### Data provided
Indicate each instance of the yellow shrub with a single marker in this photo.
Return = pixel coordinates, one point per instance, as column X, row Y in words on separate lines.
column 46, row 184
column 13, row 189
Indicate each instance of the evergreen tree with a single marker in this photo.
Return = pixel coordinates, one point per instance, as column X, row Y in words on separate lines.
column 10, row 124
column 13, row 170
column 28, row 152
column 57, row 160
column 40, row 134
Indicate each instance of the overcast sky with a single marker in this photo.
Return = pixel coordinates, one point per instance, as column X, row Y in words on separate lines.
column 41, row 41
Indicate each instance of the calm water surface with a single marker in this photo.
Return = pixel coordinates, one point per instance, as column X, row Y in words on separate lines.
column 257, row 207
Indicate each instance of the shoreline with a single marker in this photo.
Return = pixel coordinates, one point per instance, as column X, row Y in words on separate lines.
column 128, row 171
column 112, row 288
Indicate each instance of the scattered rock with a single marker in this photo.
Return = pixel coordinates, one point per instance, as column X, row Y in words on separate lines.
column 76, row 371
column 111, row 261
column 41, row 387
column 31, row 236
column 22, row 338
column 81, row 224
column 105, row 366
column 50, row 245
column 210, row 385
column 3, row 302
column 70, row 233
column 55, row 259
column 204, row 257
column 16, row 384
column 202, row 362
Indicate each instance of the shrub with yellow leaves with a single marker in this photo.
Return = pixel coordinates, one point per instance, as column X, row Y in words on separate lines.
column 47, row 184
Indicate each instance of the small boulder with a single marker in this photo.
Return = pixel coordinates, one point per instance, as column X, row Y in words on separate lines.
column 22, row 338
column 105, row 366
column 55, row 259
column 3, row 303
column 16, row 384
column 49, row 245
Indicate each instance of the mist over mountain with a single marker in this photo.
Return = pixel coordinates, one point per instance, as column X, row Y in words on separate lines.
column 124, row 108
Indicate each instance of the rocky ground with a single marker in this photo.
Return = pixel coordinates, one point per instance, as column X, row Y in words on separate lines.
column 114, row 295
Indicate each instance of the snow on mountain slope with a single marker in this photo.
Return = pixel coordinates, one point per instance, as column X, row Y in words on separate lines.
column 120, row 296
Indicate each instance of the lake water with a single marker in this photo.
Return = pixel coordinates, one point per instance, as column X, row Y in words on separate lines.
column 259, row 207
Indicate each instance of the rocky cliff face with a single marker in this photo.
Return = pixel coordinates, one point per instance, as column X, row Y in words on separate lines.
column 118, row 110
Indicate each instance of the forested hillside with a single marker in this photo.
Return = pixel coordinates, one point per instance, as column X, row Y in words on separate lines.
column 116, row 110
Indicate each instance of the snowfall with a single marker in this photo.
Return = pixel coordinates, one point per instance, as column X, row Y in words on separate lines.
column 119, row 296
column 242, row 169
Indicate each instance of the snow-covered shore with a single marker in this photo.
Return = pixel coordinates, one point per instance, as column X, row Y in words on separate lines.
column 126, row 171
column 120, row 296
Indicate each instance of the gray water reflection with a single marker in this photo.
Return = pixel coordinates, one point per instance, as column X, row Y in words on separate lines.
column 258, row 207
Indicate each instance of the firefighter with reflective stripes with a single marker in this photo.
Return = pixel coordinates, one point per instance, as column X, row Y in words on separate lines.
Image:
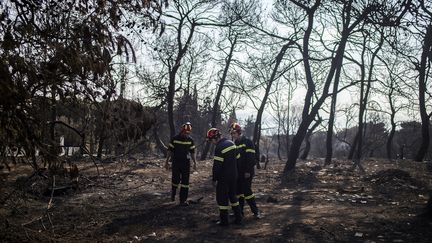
column 225, row 176
column 179, row 149
column 246, row 170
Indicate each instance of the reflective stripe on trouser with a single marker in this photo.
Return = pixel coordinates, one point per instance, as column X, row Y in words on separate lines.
column 180, row 178
column 244, row 188
column 226, row 198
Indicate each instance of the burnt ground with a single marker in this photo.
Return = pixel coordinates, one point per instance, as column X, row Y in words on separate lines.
column 129, row 202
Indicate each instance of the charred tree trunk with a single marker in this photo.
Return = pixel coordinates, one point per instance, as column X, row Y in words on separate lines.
column 392, row 131
column 364, row 94
column 307, row 139
column 215, row 110
column 182, row 49
column 329, row 140
column 159, row 144
column 309, row 113
column 425, row 118
column 257, row 129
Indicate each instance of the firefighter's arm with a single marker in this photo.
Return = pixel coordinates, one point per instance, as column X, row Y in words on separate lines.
column 194, row 159
column 217, row 165
column 250, row 157
column 193, row 154
column 169, row 156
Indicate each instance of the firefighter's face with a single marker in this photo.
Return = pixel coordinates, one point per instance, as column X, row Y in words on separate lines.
column 235, row 135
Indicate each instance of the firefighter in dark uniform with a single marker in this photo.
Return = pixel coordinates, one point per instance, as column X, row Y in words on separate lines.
column 225, row 176
column 246, row 170
column 179, row 149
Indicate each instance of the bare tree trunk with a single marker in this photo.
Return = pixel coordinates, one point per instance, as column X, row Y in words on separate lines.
column 182, row 49
column 329, row 140
column 364, row 94
column 307, row 139
column 425, row 118
column 392, row 132
column 216, row 109
column 309, row 113
column 159, row 144
column 258, row 121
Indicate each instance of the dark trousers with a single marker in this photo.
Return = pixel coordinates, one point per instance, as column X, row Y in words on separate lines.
column 180, row 178
column 226, row 199
column 244, row 192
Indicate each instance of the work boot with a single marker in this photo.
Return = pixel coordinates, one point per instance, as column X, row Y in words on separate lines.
column 241, row 204
column 184, row 204
column 223, row 215
column 258, row 215
column 238, row 216
column 252, row 205
column 184, row 191
column 173, row 192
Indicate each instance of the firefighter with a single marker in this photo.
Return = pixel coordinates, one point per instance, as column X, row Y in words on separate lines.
column 180, row 149
column 246, row 171
column 225, row 176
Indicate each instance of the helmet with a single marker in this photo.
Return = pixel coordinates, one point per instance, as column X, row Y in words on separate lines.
column 235, row 127
column 186, row 128
column 213, row 133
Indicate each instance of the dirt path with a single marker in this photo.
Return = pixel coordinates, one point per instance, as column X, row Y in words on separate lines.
column 130, row 202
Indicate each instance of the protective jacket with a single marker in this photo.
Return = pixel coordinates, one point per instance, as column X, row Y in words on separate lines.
column 246, row 162
column 225, row 161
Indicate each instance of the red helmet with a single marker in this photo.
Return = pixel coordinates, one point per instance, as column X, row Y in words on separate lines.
column 235, row 127
column 213, row 133
column 186, row 128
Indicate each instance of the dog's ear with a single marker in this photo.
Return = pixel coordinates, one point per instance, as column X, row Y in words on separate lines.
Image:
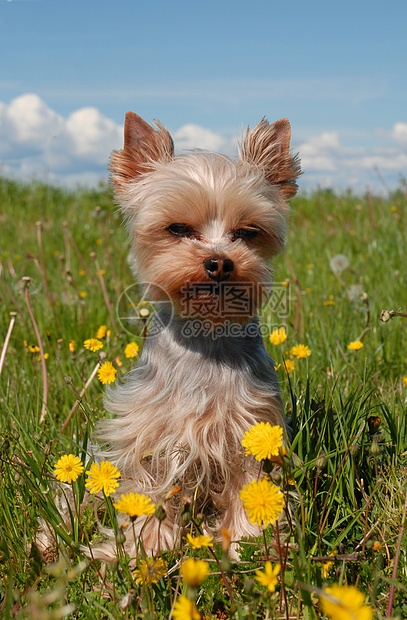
column 143, row 146
column 268, row 146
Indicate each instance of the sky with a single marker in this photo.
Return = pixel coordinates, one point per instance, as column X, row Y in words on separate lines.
column 71, row 69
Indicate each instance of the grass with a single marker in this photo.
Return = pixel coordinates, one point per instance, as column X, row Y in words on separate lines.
column 347, row 409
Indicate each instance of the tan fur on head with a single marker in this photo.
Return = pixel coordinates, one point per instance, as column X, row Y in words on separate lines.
column 142, row 146
column 268, row 146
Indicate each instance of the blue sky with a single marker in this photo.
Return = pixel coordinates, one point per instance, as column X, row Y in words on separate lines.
column 70, row 70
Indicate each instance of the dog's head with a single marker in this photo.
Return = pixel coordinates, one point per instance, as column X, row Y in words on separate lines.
column 203, row 225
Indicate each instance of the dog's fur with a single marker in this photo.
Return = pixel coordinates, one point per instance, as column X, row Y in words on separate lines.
column 182, row 412
column 180, row 416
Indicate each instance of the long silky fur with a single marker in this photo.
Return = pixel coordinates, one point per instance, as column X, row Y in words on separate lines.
column 179, row 417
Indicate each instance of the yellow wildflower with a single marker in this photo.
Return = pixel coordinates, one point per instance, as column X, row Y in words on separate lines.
column 68, row 468
column 101, row 333
column 300, row 351
column 131, row 349
column 289, row 366
column 184, row 609
column 268, row 578
column 278, row 336
column 356, row 345
column 93, row 344
column 197, row 542
column 107, row 373
column 102, row 477
column 263, row 440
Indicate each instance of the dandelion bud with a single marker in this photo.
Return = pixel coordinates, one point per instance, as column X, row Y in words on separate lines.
column 225, row 563
column 4, row 446
column 374, row 424
column 354, row 449
column 226, row 540
column 321, row 461
column 161, row 511
column 297, row 461
column 127, row 600
column 121, row 536
column 48, row 448
column 375, row 447
column 248, row 586
column 385, row 316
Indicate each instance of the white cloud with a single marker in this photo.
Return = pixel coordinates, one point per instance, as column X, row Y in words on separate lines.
column 37, row 142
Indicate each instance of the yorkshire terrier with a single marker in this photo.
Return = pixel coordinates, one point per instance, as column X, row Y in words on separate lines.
column 203, row 228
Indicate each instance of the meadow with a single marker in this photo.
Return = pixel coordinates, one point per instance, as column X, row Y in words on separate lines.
column 63, row 269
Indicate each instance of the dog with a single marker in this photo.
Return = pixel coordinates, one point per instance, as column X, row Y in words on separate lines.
column 203, row 228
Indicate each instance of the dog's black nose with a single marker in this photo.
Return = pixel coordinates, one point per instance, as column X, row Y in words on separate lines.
column 218, row 268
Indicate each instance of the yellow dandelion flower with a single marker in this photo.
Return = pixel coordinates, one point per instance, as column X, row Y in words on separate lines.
column 184, row 609
column 150, row 571
column 107, row 373
column 300, row 351
column 268, row 578
column 194, row 572
column 278, row 336
column 289, row 366
column 102, row 477
column 349, row 604
column 93, row 344
column 135, row 505
column 278, row 459
column 197, row 542
column 356, row 345
column 101, row 332
column 263, row 440
column 131, row 349
column 263, row 501
column 68, row 468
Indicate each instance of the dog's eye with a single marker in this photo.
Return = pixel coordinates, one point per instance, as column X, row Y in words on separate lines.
column 246, row 234
column 181, row 230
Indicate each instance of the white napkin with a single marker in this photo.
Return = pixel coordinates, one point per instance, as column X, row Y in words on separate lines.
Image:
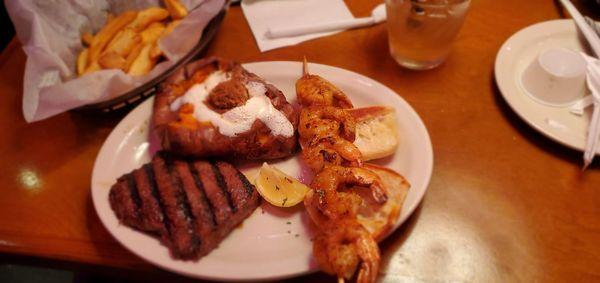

### Stated goal
Render the records from the line containing "Indicate each instance of the forested" up to and including the line containing "column 116, row 110" as a Markdown table with the columns No. and Text, numbering each line and leaving out blank lines.

### Exercise solution
| No. | Text |
|---|---|
| 1 | Indicate each instance of the forested hillside with a single marker in this photo. |
| 2 | Return = pixel coordinates, one point per instance, as column X, row Y in words on separate lines. |
| 3 | column 116, row 110 |